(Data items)
........

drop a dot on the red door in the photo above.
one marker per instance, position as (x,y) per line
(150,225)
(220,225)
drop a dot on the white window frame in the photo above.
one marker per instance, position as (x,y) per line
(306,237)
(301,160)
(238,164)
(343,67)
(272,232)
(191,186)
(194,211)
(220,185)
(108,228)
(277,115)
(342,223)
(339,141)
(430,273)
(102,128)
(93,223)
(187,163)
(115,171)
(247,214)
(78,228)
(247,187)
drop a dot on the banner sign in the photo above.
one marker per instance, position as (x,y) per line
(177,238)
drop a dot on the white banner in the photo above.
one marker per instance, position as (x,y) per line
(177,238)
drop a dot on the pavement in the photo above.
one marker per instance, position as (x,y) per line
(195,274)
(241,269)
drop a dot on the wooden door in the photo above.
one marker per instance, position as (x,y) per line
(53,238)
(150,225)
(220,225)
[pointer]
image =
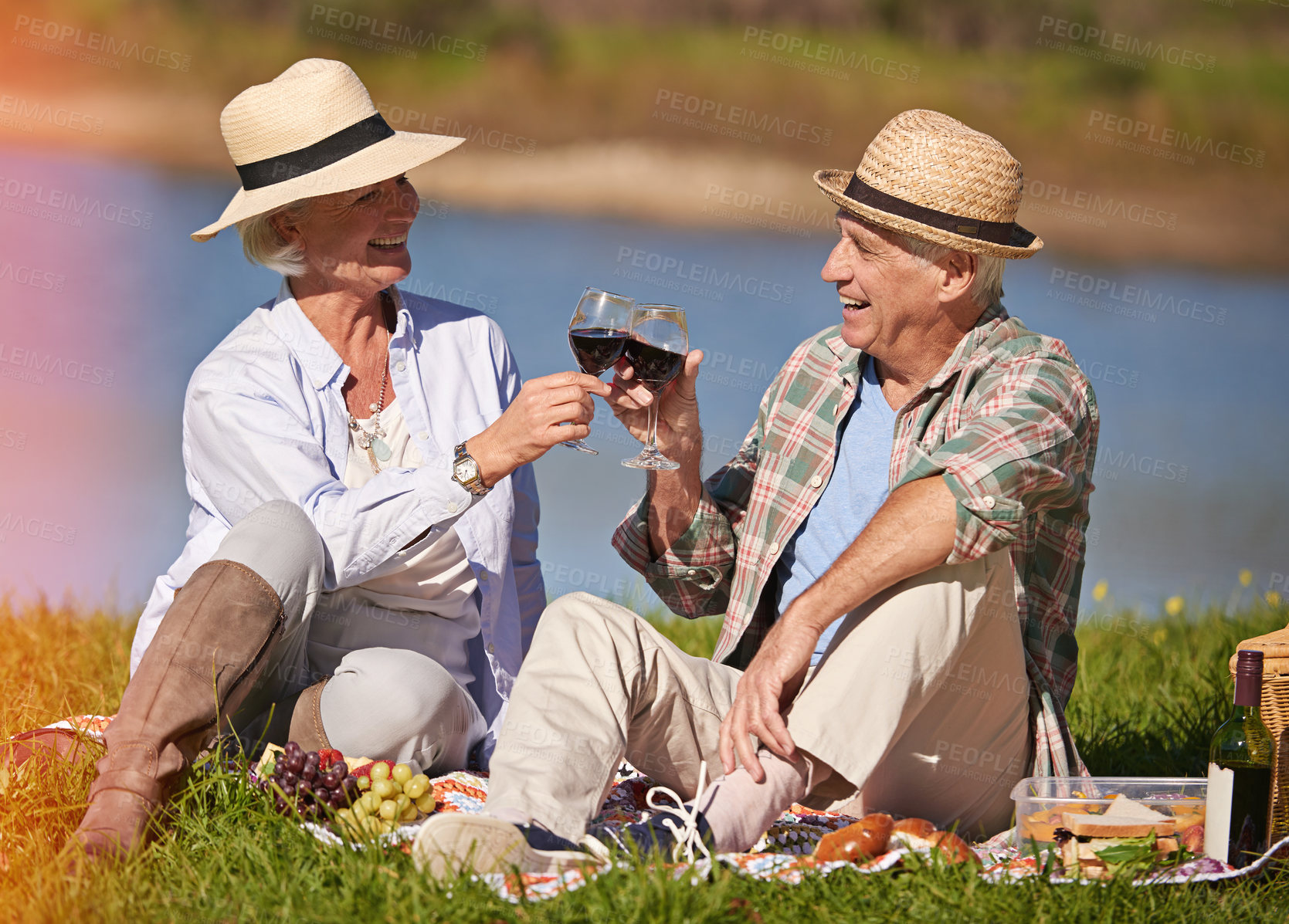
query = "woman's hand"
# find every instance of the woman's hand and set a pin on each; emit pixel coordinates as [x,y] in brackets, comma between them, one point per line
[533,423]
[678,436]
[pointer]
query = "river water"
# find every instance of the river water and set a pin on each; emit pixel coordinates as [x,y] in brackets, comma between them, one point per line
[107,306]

........

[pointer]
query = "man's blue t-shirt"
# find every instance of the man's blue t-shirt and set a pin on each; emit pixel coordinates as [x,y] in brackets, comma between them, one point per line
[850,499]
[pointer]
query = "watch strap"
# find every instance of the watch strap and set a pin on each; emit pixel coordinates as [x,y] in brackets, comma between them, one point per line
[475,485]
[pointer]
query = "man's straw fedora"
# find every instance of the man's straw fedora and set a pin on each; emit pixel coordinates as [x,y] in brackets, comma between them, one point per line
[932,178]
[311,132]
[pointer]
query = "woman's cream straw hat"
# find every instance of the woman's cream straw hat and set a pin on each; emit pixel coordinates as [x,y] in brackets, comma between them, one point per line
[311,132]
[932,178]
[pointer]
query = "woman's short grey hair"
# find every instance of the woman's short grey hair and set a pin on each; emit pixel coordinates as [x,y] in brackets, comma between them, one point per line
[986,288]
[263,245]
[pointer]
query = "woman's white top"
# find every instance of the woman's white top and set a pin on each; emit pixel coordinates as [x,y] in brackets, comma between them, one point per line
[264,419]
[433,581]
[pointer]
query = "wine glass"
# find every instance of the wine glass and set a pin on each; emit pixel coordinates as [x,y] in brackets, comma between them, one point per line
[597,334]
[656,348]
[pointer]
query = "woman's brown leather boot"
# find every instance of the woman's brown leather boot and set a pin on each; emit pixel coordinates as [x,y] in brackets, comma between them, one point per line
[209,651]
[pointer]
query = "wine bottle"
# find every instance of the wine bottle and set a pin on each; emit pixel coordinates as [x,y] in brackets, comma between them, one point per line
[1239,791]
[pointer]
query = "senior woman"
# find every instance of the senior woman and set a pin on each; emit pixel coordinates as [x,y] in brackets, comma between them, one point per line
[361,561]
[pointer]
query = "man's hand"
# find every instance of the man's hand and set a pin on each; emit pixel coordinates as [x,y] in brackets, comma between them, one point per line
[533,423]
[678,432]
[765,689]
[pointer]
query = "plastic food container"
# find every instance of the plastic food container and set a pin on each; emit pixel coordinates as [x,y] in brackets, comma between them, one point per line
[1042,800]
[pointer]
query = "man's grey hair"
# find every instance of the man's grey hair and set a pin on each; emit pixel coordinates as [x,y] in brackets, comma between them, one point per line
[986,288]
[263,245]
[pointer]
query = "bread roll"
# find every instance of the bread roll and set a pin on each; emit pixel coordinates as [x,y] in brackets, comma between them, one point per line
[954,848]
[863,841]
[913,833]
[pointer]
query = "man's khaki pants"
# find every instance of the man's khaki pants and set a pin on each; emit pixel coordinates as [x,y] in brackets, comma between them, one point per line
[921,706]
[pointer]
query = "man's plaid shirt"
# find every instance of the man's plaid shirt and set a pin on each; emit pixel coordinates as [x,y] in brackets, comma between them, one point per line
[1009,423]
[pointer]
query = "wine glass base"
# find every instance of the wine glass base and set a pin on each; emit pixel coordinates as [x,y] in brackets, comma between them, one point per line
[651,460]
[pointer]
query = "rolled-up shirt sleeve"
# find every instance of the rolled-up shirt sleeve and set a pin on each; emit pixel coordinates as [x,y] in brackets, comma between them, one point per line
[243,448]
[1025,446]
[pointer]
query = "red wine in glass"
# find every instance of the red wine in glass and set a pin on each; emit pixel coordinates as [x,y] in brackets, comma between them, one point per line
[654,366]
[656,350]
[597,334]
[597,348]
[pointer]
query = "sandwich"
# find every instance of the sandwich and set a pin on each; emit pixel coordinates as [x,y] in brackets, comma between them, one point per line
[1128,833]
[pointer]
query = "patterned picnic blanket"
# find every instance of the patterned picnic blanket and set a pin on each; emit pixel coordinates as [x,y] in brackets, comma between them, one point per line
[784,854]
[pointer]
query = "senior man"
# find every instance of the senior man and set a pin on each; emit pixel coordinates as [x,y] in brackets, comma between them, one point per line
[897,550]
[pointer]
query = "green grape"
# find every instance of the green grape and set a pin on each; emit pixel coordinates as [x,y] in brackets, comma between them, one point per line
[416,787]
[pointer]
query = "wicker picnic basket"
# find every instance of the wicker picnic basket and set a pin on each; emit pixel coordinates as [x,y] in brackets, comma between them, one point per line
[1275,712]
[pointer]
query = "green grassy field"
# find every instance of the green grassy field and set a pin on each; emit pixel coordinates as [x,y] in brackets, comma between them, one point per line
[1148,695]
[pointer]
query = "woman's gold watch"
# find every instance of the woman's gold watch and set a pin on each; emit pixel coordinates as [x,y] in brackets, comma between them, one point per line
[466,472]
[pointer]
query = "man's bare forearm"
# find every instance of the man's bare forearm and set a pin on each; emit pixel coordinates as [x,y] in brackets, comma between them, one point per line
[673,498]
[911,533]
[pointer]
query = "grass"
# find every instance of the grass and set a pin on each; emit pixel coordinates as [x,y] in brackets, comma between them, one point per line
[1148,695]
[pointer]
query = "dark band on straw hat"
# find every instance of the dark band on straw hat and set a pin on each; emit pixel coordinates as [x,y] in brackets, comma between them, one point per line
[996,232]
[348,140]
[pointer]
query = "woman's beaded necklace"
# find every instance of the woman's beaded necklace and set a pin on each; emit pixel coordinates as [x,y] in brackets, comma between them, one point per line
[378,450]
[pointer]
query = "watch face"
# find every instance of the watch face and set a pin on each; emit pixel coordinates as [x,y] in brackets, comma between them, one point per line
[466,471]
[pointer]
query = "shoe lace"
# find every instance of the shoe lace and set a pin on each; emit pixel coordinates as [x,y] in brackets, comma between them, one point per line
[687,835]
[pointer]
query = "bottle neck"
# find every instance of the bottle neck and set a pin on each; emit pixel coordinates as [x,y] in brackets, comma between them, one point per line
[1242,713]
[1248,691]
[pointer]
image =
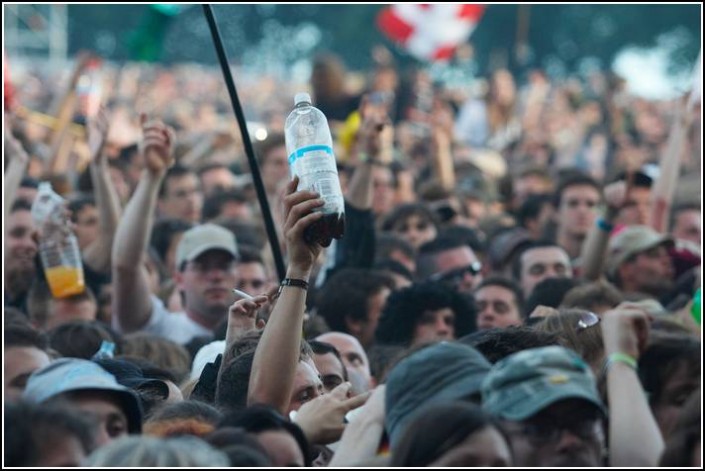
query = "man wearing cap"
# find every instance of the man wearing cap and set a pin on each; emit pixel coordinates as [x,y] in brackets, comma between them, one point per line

........

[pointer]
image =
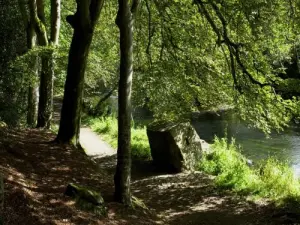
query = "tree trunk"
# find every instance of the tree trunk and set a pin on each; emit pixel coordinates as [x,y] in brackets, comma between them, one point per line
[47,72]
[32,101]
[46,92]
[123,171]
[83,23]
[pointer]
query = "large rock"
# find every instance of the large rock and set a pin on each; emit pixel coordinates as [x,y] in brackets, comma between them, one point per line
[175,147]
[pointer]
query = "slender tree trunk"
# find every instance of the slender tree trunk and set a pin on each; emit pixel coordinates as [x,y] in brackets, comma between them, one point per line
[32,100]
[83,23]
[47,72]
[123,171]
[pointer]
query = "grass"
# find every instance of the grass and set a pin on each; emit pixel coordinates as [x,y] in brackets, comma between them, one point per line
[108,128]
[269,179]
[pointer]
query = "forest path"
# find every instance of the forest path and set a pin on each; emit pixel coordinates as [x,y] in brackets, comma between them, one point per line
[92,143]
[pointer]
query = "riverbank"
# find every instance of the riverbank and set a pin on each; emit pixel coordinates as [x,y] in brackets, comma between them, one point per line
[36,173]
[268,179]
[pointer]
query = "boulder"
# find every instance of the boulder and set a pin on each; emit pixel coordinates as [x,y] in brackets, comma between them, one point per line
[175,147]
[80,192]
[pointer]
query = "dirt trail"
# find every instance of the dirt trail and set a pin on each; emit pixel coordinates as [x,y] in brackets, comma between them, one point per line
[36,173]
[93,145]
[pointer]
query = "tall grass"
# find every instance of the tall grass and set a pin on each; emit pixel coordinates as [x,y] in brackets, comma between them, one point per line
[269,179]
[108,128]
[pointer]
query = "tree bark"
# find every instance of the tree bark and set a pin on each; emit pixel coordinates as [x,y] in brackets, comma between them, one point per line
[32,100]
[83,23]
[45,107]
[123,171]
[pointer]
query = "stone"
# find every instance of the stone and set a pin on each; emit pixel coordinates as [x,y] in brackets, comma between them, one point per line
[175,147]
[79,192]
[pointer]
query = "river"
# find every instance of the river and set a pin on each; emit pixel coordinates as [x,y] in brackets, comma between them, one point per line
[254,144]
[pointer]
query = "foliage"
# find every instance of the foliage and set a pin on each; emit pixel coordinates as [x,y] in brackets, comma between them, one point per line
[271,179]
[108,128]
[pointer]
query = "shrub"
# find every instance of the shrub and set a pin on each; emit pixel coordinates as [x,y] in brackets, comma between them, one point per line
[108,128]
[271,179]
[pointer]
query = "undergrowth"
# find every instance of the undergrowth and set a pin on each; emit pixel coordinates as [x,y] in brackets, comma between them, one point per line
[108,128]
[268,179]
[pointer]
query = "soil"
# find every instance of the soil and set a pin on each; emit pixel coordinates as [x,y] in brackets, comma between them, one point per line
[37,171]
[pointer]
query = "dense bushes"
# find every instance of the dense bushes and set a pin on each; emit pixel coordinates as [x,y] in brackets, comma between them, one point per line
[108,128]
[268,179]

........

Problem to solve: The answer must be every line from the records above that contains the word "photo", copied in full.

Answer below:
drop a dot on the red door in the photo above.
drop a dot on the white window frame in the photo above.
drop a dot on the banner sign in the photo above.
drop a dot on the white banner in the photo above.
drop a dot on the pavement in the photo above.
drop a dot on the wooden door in the photo above.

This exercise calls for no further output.